▸ **Consignes à suivre**:
1) Réécrivez le passage de l'extrait sur Québec Solidaire qui commence par « La crise fabriquée » et s'arrête après « musulmans en particulier. », en mettant « polémique » à la place de « crise ».
2) Résumez en deux phrases l'extrait sur Québec Solidaire.
3) Poursuivez l'extrait sur Québec Solidaire là où il s'arrête.

▸ **Extrait fourni**:

Le reste de cet article va documenter le rôle que Québec Solidaire a joué pour légitimer et alimenter le chauvinisme québécois de droite, puis revenir sur la signification de sa récente volte-face.

La crise fabriquée de 2007-08 sur les «accommodements raisonnables»

En 2007, les médias de la grande entreprise – notamment les journaux à scandales du patron de Québecor et futur chef du PQ (Parti québécois), Pierre-Karl Péladeau – et les populistes de droite de l’ADQ (Action démocratique du Québec) ont fabriqué de toutes pièces une crise en dénonçant sans cesse les accommodements «déraisonnables» ou «excessifs» accordés aux minorités culturelles et religieuses. La réponse du gouvernement libéral de l’époque a été la mise sur pied de la commission dite Bouchard-Taylor, du nom de ses deux co-présidents, qui a ensuite servi de forum à des éléments de droite pour afficher leurs préjugés envers les minorités religieuses, et les musulmans en particulier.

Dans son rapport, la commission Bouchard-Taylor a établi que les médias de masse et les forces telles que l’ADQ (plus tard absorbée par la CAQ) avaient créé un climat de tension en faisant tout un tollé autour de quelques petites querelles. Mais dans ses recommandations, la commission s’est adaptée à cette campagne chauvine et l’a renforcée en proposant d’interdire le port de signes religieux aux employés de l’État dits en «position d’autorité».

La vanne était ainsi ouverte pour la promotion de toute une série de mesures réactionnaires et anti-démocratiques contre les immigrants et les minorités. Le PQ par exemple, qui avait été supplanté par l’ADQ en tant qu’opposition officielle lors des élections de 2007, a répondu au fait d’être relégué en troisième place en se tournant vers un chauvinisme québécois débridé. Il a réclamé une loi sur la «citoyenneté québécoise» qui aurait privé les nouveaux arrivants au Québec de droits politiques importants, y compris le droit de se porter candidats lors d’élections provinciales et municipales, s’ils échouaient un test d’aptitude en français.

Fondé en 2006 en tant qu’alternative supposément de gauche aux deux partis de gouvernement de la classe dirigeante, le Parti Libéral fédéraliste et le PQ souverainiste, Québec Solidaire a joué un rôle clé pour donner crédibilité et légitimé au tournant de l’élite dirigeante québécoise vers le chauvinisme anti-immigrants. Au lieu de dénoncer le débat sur les «accommodements raisonnables» comme une provocation de la droite, il a soutenu que ce débat était motivé par des inquiétudes légitimes. Il a ensuite endossé l’appel de la Commission Bouchard-Taylor à une interdiction des signes religieux chez des employés de l’État «en position d’autorité», présentant une telle mesure, qui ne ferait qu’ouvrir la voie à des formes encore plus extrêmes de discrimination, comme une réponse appropriée à un véritable problème de société.

(Lignes du jeu de données sur l'emplacement des objets)
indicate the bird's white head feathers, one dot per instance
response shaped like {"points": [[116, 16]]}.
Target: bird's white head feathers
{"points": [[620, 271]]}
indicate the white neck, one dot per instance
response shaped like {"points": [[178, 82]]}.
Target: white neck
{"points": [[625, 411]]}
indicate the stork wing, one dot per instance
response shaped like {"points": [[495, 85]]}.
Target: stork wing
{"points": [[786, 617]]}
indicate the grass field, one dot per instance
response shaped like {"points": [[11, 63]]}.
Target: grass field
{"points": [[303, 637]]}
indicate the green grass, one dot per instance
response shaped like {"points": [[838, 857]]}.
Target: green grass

▸ **Corrigé des exercices**:
1)
La polémique fabriquée de 2007-08 sur les «accommodements raisonnables»

En 2007, les médias de la grande entreprise – notamment les journaux à scandales du patron de Québecor et futur chef du PQ (Parti québécois), Pierre-Karl Péladeau – et les populistes de droite de l’ADQ (Action démocratique du Québec) ont fabriqué de toutes pièces une polémique en dénonçant sans cesse les accommodements «déraisonnables» ou «excessifs» accordés aux minorités culturelles et religieuses. La réponse du gouvernement libéral de l’époque a été la mise sur pied de la commission dite Bouchard-Taylor, du nom de ses deux co-présidents, qui a ensuite servi de forum à des éléments de droite pour afficher leurs préjugés envers les minorités religieuses, et les musulmans en particulier.

2) En 2007, les médias de la grande entreprise et l'ADQ ont fabriqué une crise autour des accommodements jugés « déraisonnables » envers les minorités, et la commission Bouchard-Taylor, créée en réponse par le gouvernement libéral, a proposé d'interdire les signes religieux aux employés de l'État en « position d'autorité ». Au lieu de dénoncer ce débat, Québec Solidaire l'a dit motivé par des inquiétudes légitimes et a appuyé cette interdiction, aidant ainsi à légitimer le tournant de l'élite dirigeante québécoise vers le chauvinisme anti-immigrants.

3)
QS donne une couverture «de gauche» à la Charte des valeurs québécoises du PQ

En 2012, QS a aidé à porter le PQ de nouveau au pouvoir dans la foulée d’une puissante grève étudiante à l’échelle de toute la province qui menaçait à son sommet de s’étendre aux travailleurs et de déclencher une vaste contre-offensive ouvrière contre l’austérité capitaliste

Alors que la bureaucratie syndicale pro-capitaliste faisait tout pour isoler et détourner la révolte étudiante derrière l’objectif réactionnaire de remplacer les libéraux par un gouvernement péquiste lors des prochaines élections, QS a proposé une alliance électorale avec le PQ. Puis à peine quelques jours avant l’élection de septembre 2012, il a de nouveau semé des illusions dans le PQ en s’engageant s’il détenait la balance du pouvoir à offrir un soutien inconditionnel pendant au moins un an à un gouvernement péquiste minoritaire.

À peine porté au pouvoir avec l’appui conjoint des syndicats et de QS, le gouvernement péquiste de Pauline Marois allait imposer des coupes drastiques dans les dépenses sociales et introduire sa Charte des valeurs québécoises pour interdire le port de signes religieux dits ostentatoires (excluant la «discrète» croix chrétienne) à tous les employés du secteur public. Cette mesure ultra-réactionnaire menaçait de congédiement sommaire des centaines de femmes musulmanes travaillant dans les hôpitaux, écoles et autres établissements publics du Québec, ainsi que des hommes juifs portant la kippa ou des Sikhs portant le turban.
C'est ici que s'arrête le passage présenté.